* Begin DATA EXCERPTS *
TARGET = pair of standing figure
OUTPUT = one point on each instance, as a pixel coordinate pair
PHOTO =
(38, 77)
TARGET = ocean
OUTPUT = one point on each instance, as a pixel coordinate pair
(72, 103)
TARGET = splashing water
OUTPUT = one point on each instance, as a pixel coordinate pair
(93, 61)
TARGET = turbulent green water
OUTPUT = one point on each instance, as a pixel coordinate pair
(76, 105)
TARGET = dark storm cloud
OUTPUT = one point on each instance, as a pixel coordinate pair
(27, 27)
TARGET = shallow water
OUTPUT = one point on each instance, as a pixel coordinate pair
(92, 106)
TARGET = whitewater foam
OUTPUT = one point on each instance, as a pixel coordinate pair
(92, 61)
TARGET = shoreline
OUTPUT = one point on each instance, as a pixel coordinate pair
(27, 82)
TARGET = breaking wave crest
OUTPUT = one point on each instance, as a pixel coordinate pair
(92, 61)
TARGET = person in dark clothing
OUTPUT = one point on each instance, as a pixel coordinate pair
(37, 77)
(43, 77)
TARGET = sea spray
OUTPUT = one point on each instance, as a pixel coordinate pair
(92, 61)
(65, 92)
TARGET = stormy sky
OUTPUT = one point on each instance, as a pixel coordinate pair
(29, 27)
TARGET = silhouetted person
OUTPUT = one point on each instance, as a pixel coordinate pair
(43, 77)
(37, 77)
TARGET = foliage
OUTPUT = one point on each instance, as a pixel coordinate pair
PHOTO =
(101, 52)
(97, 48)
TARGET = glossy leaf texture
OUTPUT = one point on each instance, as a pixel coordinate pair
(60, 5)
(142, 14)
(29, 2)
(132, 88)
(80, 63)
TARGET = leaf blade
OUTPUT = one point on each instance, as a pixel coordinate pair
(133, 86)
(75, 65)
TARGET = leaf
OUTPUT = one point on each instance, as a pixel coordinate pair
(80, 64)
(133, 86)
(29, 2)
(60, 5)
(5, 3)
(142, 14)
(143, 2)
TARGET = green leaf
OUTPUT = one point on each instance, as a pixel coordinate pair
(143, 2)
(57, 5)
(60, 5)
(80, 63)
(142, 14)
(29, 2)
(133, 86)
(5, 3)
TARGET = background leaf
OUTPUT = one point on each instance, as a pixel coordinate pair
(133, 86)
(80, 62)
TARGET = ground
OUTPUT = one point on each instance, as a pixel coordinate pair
* End DATA EXCERPTS *
### WRITTEN INSTRUCTION
Rewrite all of the data above with every "one point on each instance" changed to "one point per instance", leaving everything else as it is.

### RESULT OF THE EXERCISE
TARGET = pair of standing figure
OUTPUT = one point per instance, as a pixel coordinate pair
PHOTO =
(38, 77)
TARGET = ocean
OUTPUT = one point per instance, as a pixel coordinate pair
(72, 103)
TARGET = splashing water
OUTPUT = one point per instance, as a pixel coordinate pair
(93, 61)
TARGET = turbulent green water
OUTPUT = one point per instance, as a pixel coordinate pair
(76, 105)
TARGET = dark storm cloud
OUTPUT = one point per instance, as a pixel coordinate pair
(27, 27)
TARGET = shallow water
OUTPUT = one point per instance, as a pixel coordinate pair
(92, 106)
TARGET = whitewater foam
OUTPUT = one point per instance, as a pixel coordinate pair
(92, 61)
TARGET = shoreline
OUTPUT = one point per instance, as a pixel coordinate pair
(27, 82)
TARGET = breaking wave crest
OUTPUT = one point per instance, as a pixel coordinate pair
(92, 61)
TARGET = person in dark clothing
OUTPUT = one point per instance, as a pixel coordinate pair
(37, 77)
(43, 77)
TARGET = sea spray
OUTPUT = one point per instance, as a pixel coordinate pair
(92, 61)
(65, 92)
TARGET = stormy sky
OUTPUT = one point per instance, as a pixel coordinate pair
(29, 27)
TARGET = silhouetted person
OUTPUT = one point per instance, as a pixel coordinate pair
(43, 77)
(37, 77)
TARGET = foliage
OUTPUT = one point per instance, as a pixel coordinate pair
PHOTO =
(101, 52)
(97, 48)
TARGET = glossy leaf texture
OUTPUT = one point per instance, as a pixel coordinate pair
(60, 5)
(142, 14)
(29, 2)
(132, 88)
(80, 63)
TARGET = leaf blade
OUTPUT = one point per instance, as a pixel coordinate pair
(133, 86)
(75, 65)
TARGET = leaf
OUTPUT = one point per instance, as a pixel coordinate pair
(80, 64)
(133, 86)
(29, 2)
(60, 5)
(5, 3)
(142, 14)
(143, 2)
TARGET = green leaf
OUTPUT = one point per instance, as a pixel coordinate pair
(143, 2)
(57, 5)
(60, 5)
(80, 63)
(142, 14)
(29, 2)
(133, 86)
(5, 3)
TARGET = background leaf
OUTPUT = one point per instance, as a pixel coordinate pair
(133, 86)
(80, 62)
TARGET = ground
OUTPUT = one point per instance, as a pixel coordinate pair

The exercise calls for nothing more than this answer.